▶ Directive
Turn every line of the data below into a Markdown table with two columns, Row (the row number) and Line (the text of that line), and leave out any blank lines.

(Records in a dataset)
....
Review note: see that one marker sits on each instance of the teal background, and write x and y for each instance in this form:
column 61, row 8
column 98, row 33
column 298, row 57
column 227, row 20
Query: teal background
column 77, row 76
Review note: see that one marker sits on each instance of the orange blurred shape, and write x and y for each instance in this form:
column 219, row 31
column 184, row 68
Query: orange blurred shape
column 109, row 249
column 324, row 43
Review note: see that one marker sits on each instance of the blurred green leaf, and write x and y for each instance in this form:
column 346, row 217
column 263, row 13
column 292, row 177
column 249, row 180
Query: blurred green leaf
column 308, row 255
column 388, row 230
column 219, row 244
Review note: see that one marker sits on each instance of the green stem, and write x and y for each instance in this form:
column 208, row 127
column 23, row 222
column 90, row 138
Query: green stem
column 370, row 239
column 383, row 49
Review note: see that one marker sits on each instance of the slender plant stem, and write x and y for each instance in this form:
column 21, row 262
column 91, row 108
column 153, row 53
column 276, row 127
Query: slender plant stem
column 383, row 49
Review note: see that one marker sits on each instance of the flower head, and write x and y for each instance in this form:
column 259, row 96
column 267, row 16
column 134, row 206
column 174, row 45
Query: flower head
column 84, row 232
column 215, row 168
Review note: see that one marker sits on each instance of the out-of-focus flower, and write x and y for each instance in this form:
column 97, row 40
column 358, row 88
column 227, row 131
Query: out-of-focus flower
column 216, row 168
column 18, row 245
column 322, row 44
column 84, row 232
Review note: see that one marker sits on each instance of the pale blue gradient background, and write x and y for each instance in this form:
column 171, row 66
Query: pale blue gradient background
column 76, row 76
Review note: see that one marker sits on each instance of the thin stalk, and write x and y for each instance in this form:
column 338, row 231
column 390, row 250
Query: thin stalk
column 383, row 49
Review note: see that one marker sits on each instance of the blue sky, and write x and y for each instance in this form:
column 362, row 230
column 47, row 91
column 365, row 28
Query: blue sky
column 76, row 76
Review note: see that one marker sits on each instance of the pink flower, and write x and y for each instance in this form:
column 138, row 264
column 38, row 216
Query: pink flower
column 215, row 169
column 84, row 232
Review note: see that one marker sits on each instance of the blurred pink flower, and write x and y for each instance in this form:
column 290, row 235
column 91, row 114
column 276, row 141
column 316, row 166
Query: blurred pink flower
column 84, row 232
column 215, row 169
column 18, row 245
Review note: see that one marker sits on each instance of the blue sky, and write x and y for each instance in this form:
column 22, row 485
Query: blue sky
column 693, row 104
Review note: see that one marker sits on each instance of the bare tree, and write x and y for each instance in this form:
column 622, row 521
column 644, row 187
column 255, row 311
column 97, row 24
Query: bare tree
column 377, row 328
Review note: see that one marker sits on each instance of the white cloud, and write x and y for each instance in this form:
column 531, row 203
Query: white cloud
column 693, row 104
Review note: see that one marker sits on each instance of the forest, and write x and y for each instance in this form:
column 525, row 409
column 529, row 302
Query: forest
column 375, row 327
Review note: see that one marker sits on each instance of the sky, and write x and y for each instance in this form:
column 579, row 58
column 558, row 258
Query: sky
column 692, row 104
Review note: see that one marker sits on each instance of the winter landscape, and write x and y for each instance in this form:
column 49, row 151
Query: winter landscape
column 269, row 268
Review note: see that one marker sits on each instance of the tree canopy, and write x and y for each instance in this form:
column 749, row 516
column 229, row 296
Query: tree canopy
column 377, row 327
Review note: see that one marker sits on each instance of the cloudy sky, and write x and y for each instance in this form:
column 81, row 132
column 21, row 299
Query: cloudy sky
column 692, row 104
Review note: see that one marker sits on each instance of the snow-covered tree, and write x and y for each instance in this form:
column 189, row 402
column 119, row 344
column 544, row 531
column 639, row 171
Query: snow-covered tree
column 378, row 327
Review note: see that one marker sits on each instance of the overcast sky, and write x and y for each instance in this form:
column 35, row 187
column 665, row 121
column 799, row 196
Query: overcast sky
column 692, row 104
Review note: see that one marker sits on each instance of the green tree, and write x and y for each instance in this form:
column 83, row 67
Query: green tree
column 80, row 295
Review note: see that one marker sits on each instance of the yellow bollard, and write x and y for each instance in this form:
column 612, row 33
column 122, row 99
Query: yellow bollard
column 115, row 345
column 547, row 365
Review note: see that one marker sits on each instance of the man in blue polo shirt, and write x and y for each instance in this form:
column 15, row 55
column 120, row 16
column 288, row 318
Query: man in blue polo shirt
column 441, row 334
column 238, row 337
....
▶ Answer below
| Row | Line |
|---|---|
| 1 | Review note: see that one marker sits on each instance of the teal background, and write x and y for each instance in this form: |
| 2 | column 61, row 8 |
| 3 | column 98, row 33 |
| 4 | column 298, row 57 |
| 5 | column 227, row 20 |
| 6 | Query: teal background |
| 7 | column 77, row 76 |
| 8 | Review note: see that one marker sits on each instance of the orange blurred shape, and write x and y for each instance in this form: |
| 9 | column 219, row 31 |
| 10 | column 184, row 68 |
| 11 | Query: orange blurred shape |
| 12 | column 109, row 249 |
| 13 | column 324, row 43 |
| 14 | Review note: see that one marker sits on each instance of the blurred green leaf, and write x and y for each instance in this form: |
| 15 | column 346, row 217 |
| 16 | column 263, row 13 |
| 17 | column 292, row 177 |
| 18 | column 249, row 180 |
| 19 | Query: blurred green leaf |
| 20 | column 308, row 255 |
| 21 | column 388, row 230 |
| 22 | column 219, row 244 |
| 23 | Review note: see that one marker sits on each instance of the green stem, and write x and y for each instance in this form: |
| 24 | column 208, row 127 |
| 25 | column 23, row 222 |
| 26 | column 90, row 138 |
| 27 | Query: green stem |
| 28 | column 370, row 239 |
| 29 | column 383, row 49 |
| 30 | Review note: see that one marker sits on each instance of the slender plant stem, and write x and y for each instance in this form: |
| 31 | column 21, row 262 |
| 32 | column 91, row 108 |
| 33 | column 153, row 53 |
| 34 | column 276, row 127 |
| 35 | Query: slender plant stem |
| 36 | column 383, row 49 |
| 37 | Review note: see that one marker sits on each instance of the flower head, and write x and y for each instance in this form: |
| 38 | column 259, row 96 |
| 39 | column 267, row 16 |
| 40 | column 134, row 206 |
| 41 | column 174, row 45 |
| 42 | Query: flower head |
| 43 | column 84, row 232 |
| 44 | column 215, row 168 |
| 45 | Review note: see that one marker sits on each instance of the out-of-focus flower, and write x and y for each instance in this form: |
| 46 | column 97, row 40 |
| 47 | column 358, row 88 |
| 48 | column 227, row 131 |
| 49 | Query: out-of-focus flower |
| 50 | column 216, row 168 |
| 51 | column 18, row 245 |
| 52 | column 322, row 44 |
| 53 | column 84, row 232 |
| 54 | Review note: see that one marker sits on each instance of the pale blue gradient background, and write x and y for each instance in this form: |
| 55 | column 171, row 66 |
| 56 | Query: pale blue gradient background |
| 57 | column 76, row 76 |
| 58 | Review note: see that one marker sits on each instance of the thin stalk, and write x and y for each instance in this form: |
| 59 | column 338, row 231 |
| 60 | column 390, row 250 |
| 61 | Query: thin stalk |
| 62 | column 383, row 49 |
| 63 | Review note: see that one marker sits on each instance of the blue sky, and write x and y for each instance in this form: |
| 64 | column 362, row 230 |
| 65 | column 47, row 91 |
| 66 | column 365, row 28 |
| 67 | Query: blue sky |
| 68 | column 76, row 76 |
| 69 | Review note: see that one marker sits on each instance of the pink flower, and write x and y for each instance in this form: |
| 70 | column 138, row 264 |
| 71 | column 38, row 216 |
| 72 | Query: pink flower |
| 73 | column 215, row 169 |
| 74 | column 84, row 232 |
| 75 | Review note: see that one marker sits on each instance of the blurred pink flower, and write x and y for each instance in this form: |
| 76 | column 290, row 235 |
| 77 | column 91, row 114 |
| 78 | column 276, row 141 |
| 79 | column 316, row 166 |
| 80 | Query: blurred pink flower |
| 81 | column 84, row 232 |
| 82 | column 215, row 169 |
| 83 | column 18, row 245 |
| 84 | Review note: see that one marker sits on each instance of the blue sky, and write x and y for each instance in this form: |
| 85 | column 22, row 485 |
| 86 | Query: blue sky |
| 87 | column 693, row 104 |
| 88 | Review note: see that one marker sits on each instance of the bare tree, and write x and y for each instance in this form: |
| 89 | column 622, row 521 |
| 90 | column 644, row 187 |
| 91 | column 255, row 311 |
| 92 | column 97, row 24 |
| 93 | Query: bare tree |
| 94 | column 377, row 328 |
| 95 | Review note: see that one marker sits on each instance of the white cloud, and write x and y for each instance in this form: |
| 96 | column 531, row 203 |
| 97 | Query: white cloud |
| 98 | column 693, row 104 |
| 99 | Review note: see that one marker sits on each instance of the forest, and write x and y for each instance in this form: |
| 100 | column 525, row 409 |
| 101 | column 529, row 302 |
| 102 | Query: forest |
| 103 | column 375, row 327 |
| 104 | Review note: see that one marker sits on each instance of the sky, and write x and y for each instance in this form: |
| 105 | column 579, row 58 |
| 106 | column 558, row 258 |
| 107 | Query: sky |
| 108 | column 692, row 104 |
| 109 | Review note: see that one marker sits on each instance of the winter landscape, and write x and y for each instance in this form: |
| 110 | column 49, row 151 |
| 111 | Query: winter landscape |
| 112 | column 269, row 268 |
| 113 | Review note: see that one marker sits on each instance of the tree canopy, and write x and y for each instance in this form: |
| 114 | column 749, row 516 |
| 115 | column 229, row 296 |
| 116 | Query: tree canopy |
| 117 | column 377, row 327 |
| 118 | Review note: see that one marker sits on each instance of the cloudy sky, and write x and y for each instance in this form: |
| 119 | column 81, row 132 |
| 120 | column 21, row 299 |
| 121 | Query: cloudy sky |
| 122 | column 692, row 104 |
| 123 | Review note: see that one marker sits on each instance of the snow-covered tree, and write x and y for each instance in this form: |
| 124 | column 189, row 402 |
| 125 | column 119, row 344 |
| 126 | column 544, row 531 |
| 127 | column 639, row 171 |
| 128 | Query: snow-covered tree |
| 129 | column 378, row 327 |
| 130 | Review note: see that one marker sits on each instance of the overcast sky, and write x and y for each instance in this form: |
| 131 | column 35, row 187 |
| 132 | column 665, row 121 |
| 133 | column 799, row 196 |
| 134 | Query: overcast sky |
| 135 | column 692, row 104 |
| 136 | Review note: see that one marker sits on each instance of the green tree, and write x and y for each instance in this form: |
| 137 | column 83, row 67 |
| 138 | Query: green tree |
| 139 | column 80, row 295 |
| 140 | Review note: see that one marker sits on each instance of the yellow bollard, and write x and y for each instance in this form: |
| 141 | column 612, row 33 |
| 142 | column 122, row 99 |
| 143 | Query: yellow bollard |
| 144 | column 115, row 345 |
| 145 | column 547, row 365 |
| 146 | Review note: see that one marker sits on each instance of the man in blue polo shirt, and write x and y for each instance in this form: |
| 147 | column 15, row 55 |
| 148 | column 120, row 16 |
| 149 | column 288, row 318 |
| 150 | Query: man in blue polo shirt |
| 151 | column 441, row 334 |
| 152 | column 238, row 337 |